■ Selected extract ■
Whether we are seeking attention, material goods, or sex; aren’t we all just a little bit slutty?

Sunday, May 1, 2011

May the new year bring me Tiger Woods and a frightened mailman

Although traditionally my new years resolutions are set in January and broken by February; i have decided to change things up this year. after working in college admissions for almost two years, I feel that my year changes at the end of April. May 1st is the national deadline for students to let colleges and universities know of where they will be going to school in the fall semester and although we will still be putting the final touches of our incoming class, today is the magical turning point for counselors to start recruiting high school juniors. Happy new year.

In the spirit of a new year, I have decided to create a list of things that I would like to accomplish by May 1st of next year. A few of them are serious, but most are intended to fun and I am hoping they will trigger and inspire some quality awkward posts throughout the year.

Here is the list. Feel free to make suggestions.

1.) have some type of correspondence with a famous person. "Fame" will be defined at my digression. If Barack Obama and Tiger Woods are unavailable, I will settle for a smaller scale celebrity such as the owner of Rivermont Pizza Company or Bolton Valley Ski Resort's Instructor of the Year, who happens to be my own father.

2.) wear an ugly Christmas sweater somewhere fancy, in July.

■ Exercise details ■
Rewrite the stretch of the resolutions post that opens with "In the spirit" and closes with "to make suggestions.", putting "catalog" wherever "list" appears.

■ Given records ■
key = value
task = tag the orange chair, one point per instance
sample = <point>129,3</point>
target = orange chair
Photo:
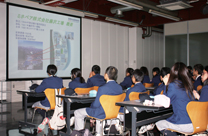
<point>197,112</point>
<point>51,96</point>
<point>148,84</point>
<point>108,102</point>
<point>199,87</point>
<point>135,95</point>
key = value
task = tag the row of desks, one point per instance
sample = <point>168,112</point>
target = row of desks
<point>134,107</point>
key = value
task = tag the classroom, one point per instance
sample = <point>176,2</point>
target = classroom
<point>119,33</point>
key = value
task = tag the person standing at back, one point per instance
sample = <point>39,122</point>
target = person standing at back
<point>198,69</point>
<point>95,79</point>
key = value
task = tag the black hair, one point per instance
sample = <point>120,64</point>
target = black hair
<point>164,71</point>
<point>51,69</point>
<point>138,74</point>
<point>96,69</point>
<point>130,71</point>
<point>206,81</point>
<point>76,72</point>
<point>144,70</point>
<point>157,70</point>
<point>112,72</point>
<point>180,75</point>
<point>199,68</point>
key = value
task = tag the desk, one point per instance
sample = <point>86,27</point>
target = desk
<point>27,93</point>
<point>136,107</point>
<point>69,100</point>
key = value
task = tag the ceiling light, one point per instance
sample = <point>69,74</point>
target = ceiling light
<point>128,4</point>
<point>91,15</point>
<point>164,15</point>
<point>121,21</point>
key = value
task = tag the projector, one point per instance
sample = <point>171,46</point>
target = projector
<point>174,4</point>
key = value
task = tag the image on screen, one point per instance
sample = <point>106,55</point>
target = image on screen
<point>37,38</point>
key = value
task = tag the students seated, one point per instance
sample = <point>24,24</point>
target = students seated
<point>95,79</point>
<point>204,91</point>
<point>146,75</point>
<point>137,77</point>
<point>96,110</point>
<point>77,79</point>
<point>51,82</point>
<point>156,76</point>
<point>165,71</point>
<point>179,90</point>
<point>127,82</point>
<point>198,69</point>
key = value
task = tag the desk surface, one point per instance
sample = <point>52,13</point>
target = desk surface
<point>137,103</point>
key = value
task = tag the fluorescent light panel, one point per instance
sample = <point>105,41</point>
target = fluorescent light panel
<point>164,15</point>
<point>121,21</point>
<point>128,4</point>
<point>91,15</point>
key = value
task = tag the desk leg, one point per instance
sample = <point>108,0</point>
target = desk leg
<point>25,107</point>
<point>133,123</point>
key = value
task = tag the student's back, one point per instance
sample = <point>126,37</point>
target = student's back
<point>96,80</point>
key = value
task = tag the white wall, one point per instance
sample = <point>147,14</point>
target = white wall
<point>106,45</point>
<point>147,52</point>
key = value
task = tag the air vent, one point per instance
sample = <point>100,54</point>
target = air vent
<point>174,4</point>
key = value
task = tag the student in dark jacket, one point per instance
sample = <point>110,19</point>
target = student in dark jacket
<point>146,78</point>
<point>198,69</point>
<point>137,77</point>
<point>95,79</point>
<point>127,82</point>
<point>96,110</point>
<point>203,97</point>
<point>156,76</point>
<point>179,90</point>
<point>163,74</point>
<point>77,79</point>
<point>51,82</point>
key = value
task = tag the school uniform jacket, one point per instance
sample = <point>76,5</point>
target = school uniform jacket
<point>76,83</point>
<point>204,94</point>
<point>139,87</point>
<point>159,89</point>
<point>156,80</point>
<point>96,80</point>
<point>50,82</point>
<point>146,79</point>
<point>179,101</point>
<point>110,88</point>
<point>127,82</point>
<point>197,82</point>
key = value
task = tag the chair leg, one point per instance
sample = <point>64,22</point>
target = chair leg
<point>33,114</point>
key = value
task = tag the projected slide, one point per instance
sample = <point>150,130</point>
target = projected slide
<point>38,38</point>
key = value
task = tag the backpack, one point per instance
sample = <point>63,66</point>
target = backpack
<point>57,121</point>
<point>83,132</point>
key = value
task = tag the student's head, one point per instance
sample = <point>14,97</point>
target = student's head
<point>76,72</point>
<point>155,71</point>
<point>111,73</point>
<point>144,70</point>
<point>164,72</point>
<point>96,69</point>
<point>179,73</point>
<point>198,69</point>
<point>204,76</point>
<point>129,71</point>
<point>51,69</point>
<point>137,76</point>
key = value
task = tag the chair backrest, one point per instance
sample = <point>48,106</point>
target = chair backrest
<point>199,87</point>
<point>198,113</point>
<point>51,96</point>
<point>108,103</point>
<point>135,95</point>
<point>148,84</point>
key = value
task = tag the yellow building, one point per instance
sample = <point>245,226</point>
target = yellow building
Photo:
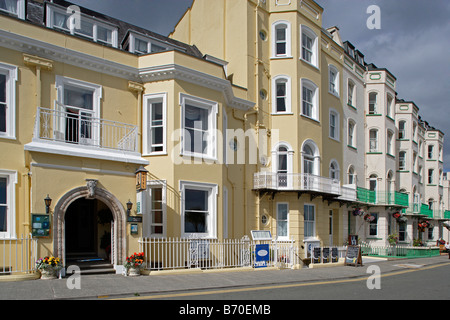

■ Task result ■
In the spirit of a new year, I have decided to create a catalog of things that I would like to accomplish by May 1st of next year. A few of them are serious, but most are intended to fun and I am hoping they will trigger and inspire some quality awkward posts throughout the year.

Here is the catalog. Feel free to make suggestions.